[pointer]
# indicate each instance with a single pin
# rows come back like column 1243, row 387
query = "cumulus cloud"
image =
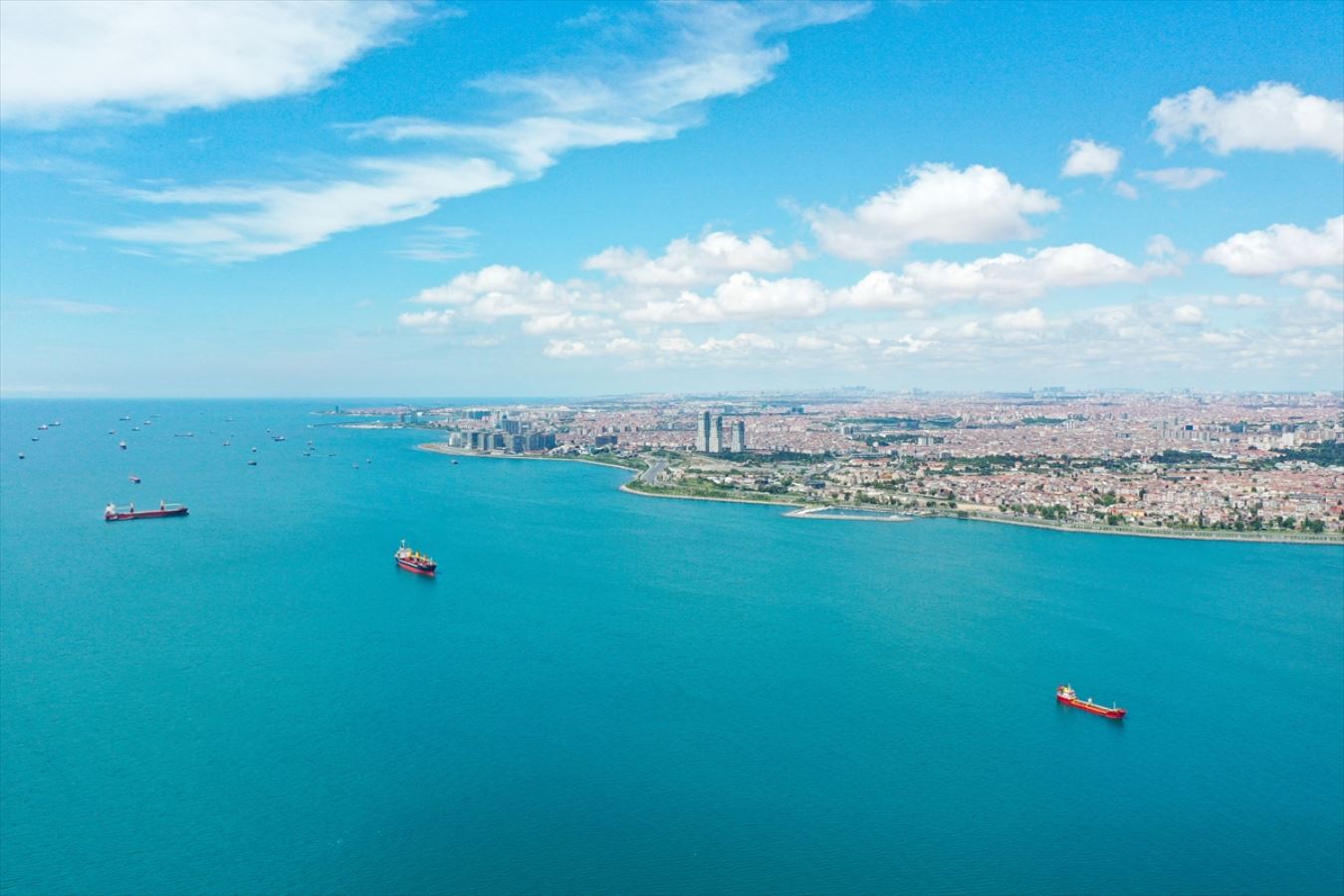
column 1089, row 157
column 936, row 204
column 427, row 322
column 1274, row 117
column 742, row 296
column 1189, row 315
column 256, row 220
column 499, row 291
column 1025, row 322
column 1006, row 277
column 1180, row 177
column 125, row 60
column 690, row 264
column 1281, row 247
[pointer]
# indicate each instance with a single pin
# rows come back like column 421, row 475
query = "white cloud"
column 427, row 322
column 500, row 291
column 690, row 264
column 277, row 219
column 566, row 323
column 1240, row 300
column 1089, row 157
column 1025, row 322
column 1189, row 315
column 1281, row 247
column 1003, row 277
column 937, row 204
column 1275, row 117
column 705, row 51
column 1306, row 280
column 742, row 296
column 1182, row 177
column 438, row 245
column 111, row 58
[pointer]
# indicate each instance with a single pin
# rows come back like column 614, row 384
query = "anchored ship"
column 113, row 514
column 1067, row 696
column 414, row 560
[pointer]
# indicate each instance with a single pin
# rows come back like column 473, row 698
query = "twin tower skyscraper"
column 709, row 435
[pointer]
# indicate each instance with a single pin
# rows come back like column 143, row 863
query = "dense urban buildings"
column 1238, row 462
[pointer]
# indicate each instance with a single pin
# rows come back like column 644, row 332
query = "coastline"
column 813, row 511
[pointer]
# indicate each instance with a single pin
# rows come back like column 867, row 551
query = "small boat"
column 1067, row 696
column 113, row 514
column 414, row 560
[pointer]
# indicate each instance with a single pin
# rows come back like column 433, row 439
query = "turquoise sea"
column 611, row 693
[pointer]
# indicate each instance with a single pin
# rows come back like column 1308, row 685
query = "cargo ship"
column 414, row 560
column 113, row 514
column 1067, row 696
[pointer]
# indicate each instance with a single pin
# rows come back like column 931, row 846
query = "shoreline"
column 812, row 511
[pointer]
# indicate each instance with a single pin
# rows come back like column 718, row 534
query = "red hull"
column 1109, row 712
column 142, row 515
column 413, row 567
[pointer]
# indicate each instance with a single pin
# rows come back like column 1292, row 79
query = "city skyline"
column 453, row 200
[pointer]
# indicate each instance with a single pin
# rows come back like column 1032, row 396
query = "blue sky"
column 566, row 199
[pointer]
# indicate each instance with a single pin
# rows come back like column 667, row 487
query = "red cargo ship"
column 113, row 514
column 414, row 560
column 1068, row 697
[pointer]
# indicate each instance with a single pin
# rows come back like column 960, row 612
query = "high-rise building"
column 702, row 433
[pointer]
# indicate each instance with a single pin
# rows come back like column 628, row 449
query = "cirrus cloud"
column 119, row 60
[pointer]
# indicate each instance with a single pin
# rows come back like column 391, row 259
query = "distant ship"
column 1067, row 696
column 112, row 514
column 414, row 560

#####

# EXERCISE DETAILS
Give the entries again word for word, but skip the pictures.

# RESPONSE TO THIS EXERCISE
[pointer]
# indicate each instance with a single pin
# rows come back like column 1243, row 387
query = "cumulus cloud"
image =
column 1089, row 157
column 936, row 204
column 427, row 322
column 1274, row 117
column 742, row 296
column 1189, row 315
column 256, row 220
column 499, row 291
column 1025, row 322
column 1006, row 277
column 1180, row 177
column 125, row 60
column 690, row 264
column 1281, row 247
[pointer]
# indicate each instance with a single pin
# rows come back like column 421, row 475
query = "white cloud"
column 427, row 322
column 500, row 291
column 690, row 264
column 277, row 219
column 566, row 323
column 1240, row 300
column 1089, row 157
column 1025, row 322
column 1189, row 315
column 1281, row 247
column 1003, row 277
column 937, row 204
column 1275, row 117
column 705, row 51
column 1306, row 280
column 742, row 296
column 1182, row 177
column 438, row 245
column 111, row 58
[pointer]
# indicate each instance with a single pin
# rows come back like column 614, row 384
query = "anchored ship"
column 113, row 514
column 1067, row 696
column 414, row 560
[pointer]
# indicate each instance with a single pin
# rows come back like column 473, row 698
query = "twin tower skyscraper"
column 709, row 435
[pointer]
# indicate each instance with a single pin
# rows come back like column 143, row 863
query = "dense urban buildings"
column 1238, row 462
[pointer]
# indicate each instance with a single pin
# rows come back like column 644, row 332
query = "coastline"
column 813, row 511
[pointer]
# indicate each instance with a single pin
# rows come back like column 867, row 551
query = "small boat"
column 1067, row 696
column 113, row 514
column 414, row 560
[pointer]
# indicate each instance with a single pin
# rows come back like column 433, row 439
query = "turquoise sea"
column 611, row 693
[pointer]
# indicate each instance with a single pin
# rows come back like column 1308, row 685
query = "cargo ship"
column 414, row 560
column 113, row 514
column 1067, row 696
[pointer]
# indicate each instance with a single pin
# rows come back like column 931, row 846
query = "shoreline"
column 812, row 511
[pointer]
# indicate each instance with a single pin
# rows come back like column 718, row 534
query = "red hull"
column 1109, row 712
column 142, row 515
column 413, row 567
[pointer]
# indicate each instance with a single pin
# rows come back like column 1292, row 79
query = "city skyline"
column 453, row 200
[pointer]
# indicate each instance with a single pin
# rows come back like column 1032, row 396
query = "blue sky"
column 566, row 199
[pointer]
# indicate each instance with a single pin
# rows come back like column 667, row 487
query = "red cargo ship"
column 113, row 514
column 414, row 560
column 1068, row 697
[pointer]
# indicate each instance with a single pin
# rows come back like column 960, row 612
query = "high-rise building"
column 702, row 433
[pointer]
# indicate each instance with a single pin
# rows come back like column 628, row 449
query = "cirrus cloud"
column 119, row 60
[pointer]
# indicate each instance with a single pin
# rows come back like column 391, row 259
query = "distant ship"
column 1067, row 696
column 112, row 514
column 414, row 560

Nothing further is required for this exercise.